_What is required_
The lines to be set down run from the line containing "Provide the mask of every instance of the cocoa" through the final line of the data below; print them exactly and print nothing else.

_Input_
-- START --

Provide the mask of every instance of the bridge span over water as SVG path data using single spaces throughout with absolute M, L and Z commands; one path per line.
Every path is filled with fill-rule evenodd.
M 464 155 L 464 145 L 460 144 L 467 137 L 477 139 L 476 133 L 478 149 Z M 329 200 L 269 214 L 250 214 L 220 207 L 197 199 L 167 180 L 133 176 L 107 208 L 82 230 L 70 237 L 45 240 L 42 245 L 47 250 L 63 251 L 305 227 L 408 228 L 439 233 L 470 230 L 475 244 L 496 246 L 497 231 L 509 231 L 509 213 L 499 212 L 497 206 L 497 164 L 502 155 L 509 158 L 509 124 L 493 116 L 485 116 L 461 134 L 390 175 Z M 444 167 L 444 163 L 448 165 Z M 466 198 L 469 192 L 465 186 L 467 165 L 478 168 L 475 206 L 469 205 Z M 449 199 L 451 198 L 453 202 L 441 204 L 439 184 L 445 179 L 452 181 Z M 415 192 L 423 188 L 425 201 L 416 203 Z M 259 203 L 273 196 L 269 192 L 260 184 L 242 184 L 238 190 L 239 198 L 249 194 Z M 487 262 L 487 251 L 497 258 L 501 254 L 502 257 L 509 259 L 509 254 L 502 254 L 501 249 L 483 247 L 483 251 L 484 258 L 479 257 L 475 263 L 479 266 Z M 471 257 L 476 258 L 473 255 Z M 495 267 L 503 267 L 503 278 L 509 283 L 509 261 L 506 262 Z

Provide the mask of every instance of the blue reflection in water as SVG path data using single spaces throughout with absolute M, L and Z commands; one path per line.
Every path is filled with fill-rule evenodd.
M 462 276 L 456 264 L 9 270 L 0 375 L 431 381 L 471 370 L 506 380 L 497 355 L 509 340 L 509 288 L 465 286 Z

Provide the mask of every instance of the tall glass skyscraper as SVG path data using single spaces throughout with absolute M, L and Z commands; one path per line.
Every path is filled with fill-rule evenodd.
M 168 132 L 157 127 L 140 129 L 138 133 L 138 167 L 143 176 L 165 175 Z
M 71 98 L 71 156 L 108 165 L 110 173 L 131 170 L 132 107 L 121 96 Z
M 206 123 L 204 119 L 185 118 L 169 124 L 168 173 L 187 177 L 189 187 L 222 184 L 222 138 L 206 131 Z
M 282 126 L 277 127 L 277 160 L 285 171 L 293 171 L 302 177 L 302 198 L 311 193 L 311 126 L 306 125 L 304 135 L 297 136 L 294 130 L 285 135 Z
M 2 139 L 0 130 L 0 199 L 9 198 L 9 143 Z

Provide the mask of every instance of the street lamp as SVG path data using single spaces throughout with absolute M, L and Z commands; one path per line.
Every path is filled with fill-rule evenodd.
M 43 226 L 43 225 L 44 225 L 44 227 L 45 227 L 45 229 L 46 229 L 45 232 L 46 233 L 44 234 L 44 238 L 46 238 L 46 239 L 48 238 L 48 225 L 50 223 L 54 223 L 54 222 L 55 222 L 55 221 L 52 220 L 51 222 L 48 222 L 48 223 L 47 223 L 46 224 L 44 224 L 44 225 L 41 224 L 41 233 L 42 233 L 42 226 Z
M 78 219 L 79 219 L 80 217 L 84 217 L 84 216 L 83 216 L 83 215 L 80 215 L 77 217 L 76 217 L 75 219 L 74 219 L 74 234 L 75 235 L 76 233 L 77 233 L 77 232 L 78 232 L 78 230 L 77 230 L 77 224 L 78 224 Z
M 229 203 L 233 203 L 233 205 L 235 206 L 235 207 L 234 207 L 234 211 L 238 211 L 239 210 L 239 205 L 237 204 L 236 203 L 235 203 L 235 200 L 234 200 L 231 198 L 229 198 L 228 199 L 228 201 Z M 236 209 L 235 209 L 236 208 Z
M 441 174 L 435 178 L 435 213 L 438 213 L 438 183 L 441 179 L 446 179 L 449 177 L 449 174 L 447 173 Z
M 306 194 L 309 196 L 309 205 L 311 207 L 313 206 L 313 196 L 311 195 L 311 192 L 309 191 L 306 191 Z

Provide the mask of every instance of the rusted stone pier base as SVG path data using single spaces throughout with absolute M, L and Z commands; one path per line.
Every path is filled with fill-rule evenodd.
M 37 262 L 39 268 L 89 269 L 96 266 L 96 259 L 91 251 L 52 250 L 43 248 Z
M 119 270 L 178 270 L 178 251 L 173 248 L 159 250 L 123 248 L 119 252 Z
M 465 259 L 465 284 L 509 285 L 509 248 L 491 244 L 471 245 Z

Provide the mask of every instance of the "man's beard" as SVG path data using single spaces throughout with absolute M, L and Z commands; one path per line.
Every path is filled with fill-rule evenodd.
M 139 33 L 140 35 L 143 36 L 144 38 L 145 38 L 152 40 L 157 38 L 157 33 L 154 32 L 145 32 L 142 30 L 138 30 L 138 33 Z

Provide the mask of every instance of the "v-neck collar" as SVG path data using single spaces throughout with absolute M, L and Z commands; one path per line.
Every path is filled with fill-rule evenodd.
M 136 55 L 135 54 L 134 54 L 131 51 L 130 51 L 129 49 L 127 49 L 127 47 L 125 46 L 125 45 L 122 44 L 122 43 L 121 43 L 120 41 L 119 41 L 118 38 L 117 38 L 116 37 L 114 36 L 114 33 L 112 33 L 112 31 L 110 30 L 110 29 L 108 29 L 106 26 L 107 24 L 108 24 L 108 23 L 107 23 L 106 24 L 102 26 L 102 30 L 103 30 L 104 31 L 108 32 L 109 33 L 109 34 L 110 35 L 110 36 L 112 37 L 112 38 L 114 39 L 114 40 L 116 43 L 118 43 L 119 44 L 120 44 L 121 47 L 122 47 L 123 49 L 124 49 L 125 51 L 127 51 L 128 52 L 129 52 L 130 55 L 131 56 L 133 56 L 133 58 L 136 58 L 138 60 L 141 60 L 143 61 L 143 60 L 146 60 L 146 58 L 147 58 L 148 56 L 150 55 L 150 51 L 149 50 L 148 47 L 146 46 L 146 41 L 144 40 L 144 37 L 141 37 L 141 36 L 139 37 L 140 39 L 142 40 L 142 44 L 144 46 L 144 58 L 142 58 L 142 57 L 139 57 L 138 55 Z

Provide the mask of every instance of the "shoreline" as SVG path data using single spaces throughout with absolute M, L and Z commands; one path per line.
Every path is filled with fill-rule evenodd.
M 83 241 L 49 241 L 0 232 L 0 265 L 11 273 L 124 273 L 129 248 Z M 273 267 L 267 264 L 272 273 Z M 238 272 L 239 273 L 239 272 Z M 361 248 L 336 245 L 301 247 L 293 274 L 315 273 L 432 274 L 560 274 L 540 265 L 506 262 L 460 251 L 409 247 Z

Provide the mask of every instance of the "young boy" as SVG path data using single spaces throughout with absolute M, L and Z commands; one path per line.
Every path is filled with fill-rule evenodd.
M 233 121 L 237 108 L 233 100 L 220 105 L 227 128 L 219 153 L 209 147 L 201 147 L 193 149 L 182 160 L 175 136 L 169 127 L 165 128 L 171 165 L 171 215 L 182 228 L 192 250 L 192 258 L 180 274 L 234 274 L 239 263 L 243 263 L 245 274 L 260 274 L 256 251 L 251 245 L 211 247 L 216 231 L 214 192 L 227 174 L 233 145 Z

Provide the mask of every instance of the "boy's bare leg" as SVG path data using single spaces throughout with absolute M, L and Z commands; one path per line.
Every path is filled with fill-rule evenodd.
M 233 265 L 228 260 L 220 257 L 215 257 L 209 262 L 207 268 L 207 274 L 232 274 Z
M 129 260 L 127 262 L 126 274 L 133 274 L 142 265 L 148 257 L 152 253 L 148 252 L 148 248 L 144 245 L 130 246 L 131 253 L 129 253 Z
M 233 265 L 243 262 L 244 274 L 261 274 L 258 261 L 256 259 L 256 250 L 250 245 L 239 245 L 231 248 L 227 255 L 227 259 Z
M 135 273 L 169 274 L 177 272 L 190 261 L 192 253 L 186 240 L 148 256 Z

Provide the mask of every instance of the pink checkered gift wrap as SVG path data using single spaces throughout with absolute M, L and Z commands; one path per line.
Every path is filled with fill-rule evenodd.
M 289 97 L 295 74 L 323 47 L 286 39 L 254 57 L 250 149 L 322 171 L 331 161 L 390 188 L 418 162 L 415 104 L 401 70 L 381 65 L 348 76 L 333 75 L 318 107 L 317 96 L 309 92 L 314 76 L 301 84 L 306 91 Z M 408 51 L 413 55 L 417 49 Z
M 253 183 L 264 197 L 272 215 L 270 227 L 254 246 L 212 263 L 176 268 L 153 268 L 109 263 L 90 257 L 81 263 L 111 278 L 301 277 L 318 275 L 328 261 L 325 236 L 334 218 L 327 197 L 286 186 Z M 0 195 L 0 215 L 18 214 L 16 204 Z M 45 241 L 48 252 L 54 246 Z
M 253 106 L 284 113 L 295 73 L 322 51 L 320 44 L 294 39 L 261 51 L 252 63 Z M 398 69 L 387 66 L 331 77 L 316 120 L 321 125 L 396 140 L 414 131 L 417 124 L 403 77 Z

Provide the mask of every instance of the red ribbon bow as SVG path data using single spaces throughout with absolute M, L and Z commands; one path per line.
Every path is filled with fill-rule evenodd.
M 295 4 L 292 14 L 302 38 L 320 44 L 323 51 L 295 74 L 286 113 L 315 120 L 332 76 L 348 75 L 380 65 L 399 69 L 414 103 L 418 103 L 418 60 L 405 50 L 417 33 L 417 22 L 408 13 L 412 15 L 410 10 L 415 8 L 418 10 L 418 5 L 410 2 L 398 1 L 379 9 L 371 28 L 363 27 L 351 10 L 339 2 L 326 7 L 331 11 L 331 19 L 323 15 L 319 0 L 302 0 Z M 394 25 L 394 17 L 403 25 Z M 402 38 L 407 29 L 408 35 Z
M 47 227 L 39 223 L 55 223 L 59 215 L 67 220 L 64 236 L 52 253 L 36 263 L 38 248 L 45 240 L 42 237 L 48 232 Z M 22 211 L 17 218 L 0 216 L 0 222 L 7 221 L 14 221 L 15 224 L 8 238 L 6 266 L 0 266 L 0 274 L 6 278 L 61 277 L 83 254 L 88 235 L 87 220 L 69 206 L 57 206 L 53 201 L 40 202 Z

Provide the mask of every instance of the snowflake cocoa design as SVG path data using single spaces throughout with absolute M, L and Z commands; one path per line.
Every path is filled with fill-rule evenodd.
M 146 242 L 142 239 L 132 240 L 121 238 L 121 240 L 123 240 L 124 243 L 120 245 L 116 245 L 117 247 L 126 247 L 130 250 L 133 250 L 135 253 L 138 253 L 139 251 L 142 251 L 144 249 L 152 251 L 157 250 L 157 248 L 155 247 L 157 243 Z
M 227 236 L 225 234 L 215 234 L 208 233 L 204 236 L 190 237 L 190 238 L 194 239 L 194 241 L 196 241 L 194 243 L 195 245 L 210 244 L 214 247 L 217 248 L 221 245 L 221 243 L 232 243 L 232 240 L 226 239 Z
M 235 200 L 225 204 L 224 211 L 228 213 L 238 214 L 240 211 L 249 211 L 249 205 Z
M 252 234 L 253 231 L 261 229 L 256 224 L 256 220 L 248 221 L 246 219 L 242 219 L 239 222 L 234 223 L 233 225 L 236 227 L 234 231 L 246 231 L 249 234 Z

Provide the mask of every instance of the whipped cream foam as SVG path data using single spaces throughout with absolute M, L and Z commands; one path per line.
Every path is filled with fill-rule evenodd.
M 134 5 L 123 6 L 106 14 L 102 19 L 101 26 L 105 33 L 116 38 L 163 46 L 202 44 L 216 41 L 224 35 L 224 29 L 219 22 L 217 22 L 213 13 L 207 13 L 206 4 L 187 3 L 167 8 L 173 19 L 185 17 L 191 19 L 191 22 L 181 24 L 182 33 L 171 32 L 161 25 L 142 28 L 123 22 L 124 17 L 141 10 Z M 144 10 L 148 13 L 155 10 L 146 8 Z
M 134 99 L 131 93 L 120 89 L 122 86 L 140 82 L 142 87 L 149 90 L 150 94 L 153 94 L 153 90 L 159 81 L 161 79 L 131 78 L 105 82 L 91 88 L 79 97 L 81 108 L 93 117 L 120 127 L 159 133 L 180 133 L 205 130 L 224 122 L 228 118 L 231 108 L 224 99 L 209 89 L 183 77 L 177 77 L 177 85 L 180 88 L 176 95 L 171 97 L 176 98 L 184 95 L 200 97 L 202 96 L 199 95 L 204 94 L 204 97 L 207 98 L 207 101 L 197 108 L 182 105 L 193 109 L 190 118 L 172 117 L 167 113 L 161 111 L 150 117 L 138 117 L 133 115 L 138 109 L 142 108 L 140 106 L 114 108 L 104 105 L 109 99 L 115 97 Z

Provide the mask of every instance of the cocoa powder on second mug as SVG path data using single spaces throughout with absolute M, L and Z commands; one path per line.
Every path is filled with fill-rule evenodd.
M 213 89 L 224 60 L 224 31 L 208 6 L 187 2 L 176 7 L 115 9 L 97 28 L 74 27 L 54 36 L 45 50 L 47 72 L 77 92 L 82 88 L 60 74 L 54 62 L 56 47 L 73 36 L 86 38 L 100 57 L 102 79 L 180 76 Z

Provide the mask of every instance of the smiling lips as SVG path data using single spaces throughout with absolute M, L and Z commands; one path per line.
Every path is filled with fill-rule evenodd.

-- END --

_Solution for this problem_
Provide the mask of every instance of the cocoa powder on second mug as SVG path data using single spaces throughout with absolute M, L and Z commands; one path per line.
Every path is filled with fill-rule evenodd.
M 213 89 L 224 60 L 224 31 L 208 6 L 187 2 L 176 7 L 115 9 L 97 28 L 74 27 L 54 36 L 45 50 L 47 72 L 77 92 L 82 88 L 60 74 L 54 62 L 56 47 L 73 36 L 86 38 L 100 57 L 102 79 L 180 76 Z

Provide the mask of every instance of the smiling lips as SVG path data using single spaces throughout with absolute M, L and Z commands; one path per line.
Every path is filled with fill-rule evenodd.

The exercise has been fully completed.